═════ Page text ═════

Question

At what value of x does the local max of f(x) occur?

Answer 1

\[f(x)=\int\limits_{0}^{x}\frac{ t^2-1 }{ 1+\cos^2(t) }dt\]

Answer 2

So they gave you the derivative... When it is 0?

Answer 3

Also, when is it undefined?

Answer 4

It seems it is always defined.

Answer 5

so it's zero when x=0, right?

Answer 6

Ummmmmm I think what we want to do is use the `Fundamental Theorem of Calculus, Part 1` for this problem.

Which states,\[\large \frac{d}{dx} \int\limits_0^{x}f(t)dt \qquad = \qquad f(x)\]

For this problem, we're given \(\large f(x)\). We can find a maximum by first finding critical points the function. Remember how to do that?
Critical points occur when \(\large f'(x)=0\).

═════

(What to produce) Continue the forum thread on finding the local maximum of f(x) from where it stops.

═════ Records provided ═════

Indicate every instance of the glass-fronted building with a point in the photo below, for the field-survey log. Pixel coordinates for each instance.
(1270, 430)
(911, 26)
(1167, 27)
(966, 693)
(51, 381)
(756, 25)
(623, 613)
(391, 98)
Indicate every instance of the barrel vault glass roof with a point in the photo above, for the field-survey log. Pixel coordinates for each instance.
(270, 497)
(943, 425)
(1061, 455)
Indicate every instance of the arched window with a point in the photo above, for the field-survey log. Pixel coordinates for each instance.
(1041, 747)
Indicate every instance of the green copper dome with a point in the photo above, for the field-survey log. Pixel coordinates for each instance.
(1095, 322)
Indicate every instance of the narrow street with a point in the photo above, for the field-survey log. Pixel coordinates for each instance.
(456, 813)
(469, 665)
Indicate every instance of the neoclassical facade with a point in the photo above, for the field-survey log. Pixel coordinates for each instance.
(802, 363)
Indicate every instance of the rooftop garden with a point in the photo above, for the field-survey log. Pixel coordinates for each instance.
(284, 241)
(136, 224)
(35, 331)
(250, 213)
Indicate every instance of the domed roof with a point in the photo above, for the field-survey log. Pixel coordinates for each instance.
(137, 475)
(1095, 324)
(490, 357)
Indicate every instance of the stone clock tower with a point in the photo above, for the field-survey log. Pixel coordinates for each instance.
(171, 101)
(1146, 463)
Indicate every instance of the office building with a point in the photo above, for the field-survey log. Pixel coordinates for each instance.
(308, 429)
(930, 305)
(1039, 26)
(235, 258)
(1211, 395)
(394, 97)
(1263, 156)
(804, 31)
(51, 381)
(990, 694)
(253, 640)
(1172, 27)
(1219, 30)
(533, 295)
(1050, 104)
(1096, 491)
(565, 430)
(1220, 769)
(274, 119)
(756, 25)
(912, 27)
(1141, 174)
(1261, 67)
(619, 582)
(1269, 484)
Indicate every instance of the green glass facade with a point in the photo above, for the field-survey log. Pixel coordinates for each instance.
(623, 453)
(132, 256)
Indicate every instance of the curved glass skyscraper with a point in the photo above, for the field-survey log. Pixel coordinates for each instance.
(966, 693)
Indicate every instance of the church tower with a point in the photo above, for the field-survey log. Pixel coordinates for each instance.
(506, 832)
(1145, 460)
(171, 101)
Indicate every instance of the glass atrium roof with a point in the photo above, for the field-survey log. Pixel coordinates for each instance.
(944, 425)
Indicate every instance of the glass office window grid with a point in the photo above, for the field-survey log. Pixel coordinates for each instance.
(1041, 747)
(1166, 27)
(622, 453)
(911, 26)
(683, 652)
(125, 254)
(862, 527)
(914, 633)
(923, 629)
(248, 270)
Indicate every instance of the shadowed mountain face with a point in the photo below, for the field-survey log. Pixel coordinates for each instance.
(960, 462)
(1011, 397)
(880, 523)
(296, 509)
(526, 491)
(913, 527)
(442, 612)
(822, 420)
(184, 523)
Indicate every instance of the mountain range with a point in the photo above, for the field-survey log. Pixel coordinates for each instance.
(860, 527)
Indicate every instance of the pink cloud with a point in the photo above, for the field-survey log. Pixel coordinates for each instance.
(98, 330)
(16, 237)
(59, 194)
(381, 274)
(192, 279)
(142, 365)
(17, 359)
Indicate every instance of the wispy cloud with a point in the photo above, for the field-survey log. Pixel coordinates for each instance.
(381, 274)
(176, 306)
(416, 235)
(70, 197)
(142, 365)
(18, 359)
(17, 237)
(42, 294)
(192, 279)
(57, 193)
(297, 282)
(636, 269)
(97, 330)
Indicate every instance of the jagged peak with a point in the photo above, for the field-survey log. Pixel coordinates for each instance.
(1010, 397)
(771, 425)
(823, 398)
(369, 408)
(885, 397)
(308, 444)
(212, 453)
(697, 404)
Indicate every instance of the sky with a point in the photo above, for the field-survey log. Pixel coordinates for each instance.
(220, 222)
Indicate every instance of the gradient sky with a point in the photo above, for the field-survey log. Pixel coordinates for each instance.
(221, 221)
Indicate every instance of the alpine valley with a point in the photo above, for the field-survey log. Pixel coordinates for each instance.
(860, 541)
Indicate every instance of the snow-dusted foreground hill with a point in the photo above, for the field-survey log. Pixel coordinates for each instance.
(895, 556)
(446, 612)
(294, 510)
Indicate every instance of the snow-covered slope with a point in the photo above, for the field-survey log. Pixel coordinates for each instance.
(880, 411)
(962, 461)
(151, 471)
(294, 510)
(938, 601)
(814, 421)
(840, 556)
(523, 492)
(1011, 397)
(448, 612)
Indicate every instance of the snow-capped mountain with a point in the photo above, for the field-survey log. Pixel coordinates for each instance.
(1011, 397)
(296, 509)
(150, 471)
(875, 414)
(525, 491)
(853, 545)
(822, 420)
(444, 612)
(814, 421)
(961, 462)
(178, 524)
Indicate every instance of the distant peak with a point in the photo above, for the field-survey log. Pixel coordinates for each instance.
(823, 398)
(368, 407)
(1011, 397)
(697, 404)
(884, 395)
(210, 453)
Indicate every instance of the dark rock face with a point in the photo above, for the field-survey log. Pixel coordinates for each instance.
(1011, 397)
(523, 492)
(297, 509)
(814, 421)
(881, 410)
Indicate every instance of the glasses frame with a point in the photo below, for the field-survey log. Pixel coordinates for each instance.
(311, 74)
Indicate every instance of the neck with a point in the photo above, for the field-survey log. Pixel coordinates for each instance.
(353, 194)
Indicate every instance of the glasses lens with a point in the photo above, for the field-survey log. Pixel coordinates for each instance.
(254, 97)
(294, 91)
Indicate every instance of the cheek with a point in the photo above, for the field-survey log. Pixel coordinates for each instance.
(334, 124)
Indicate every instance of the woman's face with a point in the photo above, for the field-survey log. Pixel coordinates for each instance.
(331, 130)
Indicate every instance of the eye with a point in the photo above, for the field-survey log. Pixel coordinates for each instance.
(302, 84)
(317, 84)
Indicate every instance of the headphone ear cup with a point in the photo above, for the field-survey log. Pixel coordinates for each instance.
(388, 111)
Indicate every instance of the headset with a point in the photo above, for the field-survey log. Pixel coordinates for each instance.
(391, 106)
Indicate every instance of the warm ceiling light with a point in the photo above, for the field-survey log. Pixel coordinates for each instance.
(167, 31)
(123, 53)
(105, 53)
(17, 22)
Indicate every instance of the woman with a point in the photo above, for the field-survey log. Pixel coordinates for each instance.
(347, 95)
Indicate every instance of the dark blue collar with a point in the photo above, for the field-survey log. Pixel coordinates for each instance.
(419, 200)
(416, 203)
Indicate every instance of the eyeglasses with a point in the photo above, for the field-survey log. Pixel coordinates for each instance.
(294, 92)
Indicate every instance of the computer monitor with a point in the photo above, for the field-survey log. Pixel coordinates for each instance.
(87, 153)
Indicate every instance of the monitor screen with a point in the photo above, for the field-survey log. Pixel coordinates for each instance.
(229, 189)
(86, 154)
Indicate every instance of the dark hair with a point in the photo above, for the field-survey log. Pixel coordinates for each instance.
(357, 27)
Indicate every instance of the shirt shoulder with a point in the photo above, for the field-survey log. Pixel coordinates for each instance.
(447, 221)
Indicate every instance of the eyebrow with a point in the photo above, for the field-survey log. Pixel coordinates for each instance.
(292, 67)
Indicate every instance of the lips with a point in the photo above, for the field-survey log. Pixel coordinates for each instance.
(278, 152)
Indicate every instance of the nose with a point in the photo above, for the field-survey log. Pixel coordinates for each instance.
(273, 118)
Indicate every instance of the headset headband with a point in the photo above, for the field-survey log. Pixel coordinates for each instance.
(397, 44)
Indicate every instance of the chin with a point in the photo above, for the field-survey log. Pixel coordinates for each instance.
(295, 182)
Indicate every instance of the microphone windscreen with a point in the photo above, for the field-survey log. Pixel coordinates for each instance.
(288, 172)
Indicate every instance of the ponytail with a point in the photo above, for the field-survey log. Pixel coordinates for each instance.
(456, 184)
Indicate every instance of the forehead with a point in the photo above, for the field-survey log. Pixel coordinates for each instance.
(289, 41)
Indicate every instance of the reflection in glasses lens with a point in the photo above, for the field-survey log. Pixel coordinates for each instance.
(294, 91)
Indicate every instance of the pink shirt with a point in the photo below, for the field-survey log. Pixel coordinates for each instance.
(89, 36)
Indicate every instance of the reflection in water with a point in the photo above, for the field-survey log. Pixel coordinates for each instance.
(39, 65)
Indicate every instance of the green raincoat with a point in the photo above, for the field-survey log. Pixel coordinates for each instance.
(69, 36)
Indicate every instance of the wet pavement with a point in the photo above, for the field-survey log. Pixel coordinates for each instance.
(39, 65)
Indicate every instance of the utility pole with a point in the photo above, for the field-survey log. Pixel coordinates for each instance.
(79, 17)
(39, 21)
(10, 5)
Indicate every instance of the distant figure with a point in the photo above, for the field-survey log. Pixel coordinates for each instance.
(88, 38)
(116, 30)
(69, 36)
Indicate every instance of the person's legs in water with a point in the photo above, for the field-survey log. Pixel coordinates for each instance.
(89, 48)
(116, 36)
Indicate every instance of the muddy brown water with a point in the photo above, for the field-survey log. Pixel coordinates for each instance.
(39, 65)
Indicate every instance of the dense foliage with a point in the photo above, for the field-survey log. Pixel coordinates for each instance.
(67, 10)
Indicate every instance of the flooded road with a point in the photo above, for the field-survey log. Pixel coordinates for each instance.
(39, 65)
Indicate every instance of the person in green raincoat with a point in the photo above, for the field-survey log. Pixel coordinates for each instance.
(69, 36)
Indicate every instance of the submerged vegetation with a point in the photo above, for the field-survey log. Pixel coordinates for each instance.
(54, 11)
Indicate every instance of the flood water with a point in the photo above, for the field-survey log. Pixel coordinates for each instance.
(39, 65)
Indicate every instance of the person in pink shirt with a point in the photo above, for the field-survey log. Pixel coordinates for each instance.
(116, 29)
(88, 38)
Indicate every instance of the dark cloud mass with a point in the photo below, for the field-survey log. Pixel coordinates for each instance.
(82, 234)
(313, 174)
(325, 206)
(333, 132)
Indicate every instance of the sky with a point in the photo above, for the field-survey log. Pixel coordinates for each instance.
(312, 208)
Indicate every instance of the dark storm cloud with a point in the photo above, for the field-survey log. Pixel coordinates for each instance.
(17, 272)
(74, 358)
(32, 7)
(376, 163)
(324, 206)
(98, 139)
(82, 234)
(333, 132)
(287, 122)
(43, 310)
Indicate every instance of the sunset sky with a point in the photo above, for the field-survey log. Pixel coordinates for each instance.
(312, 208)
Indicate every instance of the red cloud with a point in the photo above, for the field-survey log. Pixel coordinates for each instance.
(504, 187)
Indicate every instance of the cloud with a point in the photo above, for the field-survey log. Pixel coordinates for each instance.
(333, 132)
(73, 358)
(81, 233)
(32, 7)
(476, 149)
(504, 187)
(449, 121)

═════

(Exercise output)
\[\large f(x)=\int\limits\limits_{0}^{x}\frac{ t^2-1 }{ 1+\cos^2(t) }dt\]

Applying the FTC, Part 1 gives us,\[\large f'(x)=\frac{x^2-1}{1+\cos^2(x)}\]

Answer 7

Ok yeah I'm following that now

Answer 8

Setting it equal to zero,
\[\large 0=\frac{x^2-1}{1+\cos^2(x)}\]

We should be able to find some critical points, and then by some method we can determine which point(s) are max/min or whatever.

Answer 9

so the critical points are -1 and 1

Answer 10

cool :) Remember how to determine if each point is a max or min?

Answer 11

using the 2nd derivative test
so the max is at -1

Answer 12

Yah that's what I'm coming up with also.
Cool!

Answer 13

THANKS!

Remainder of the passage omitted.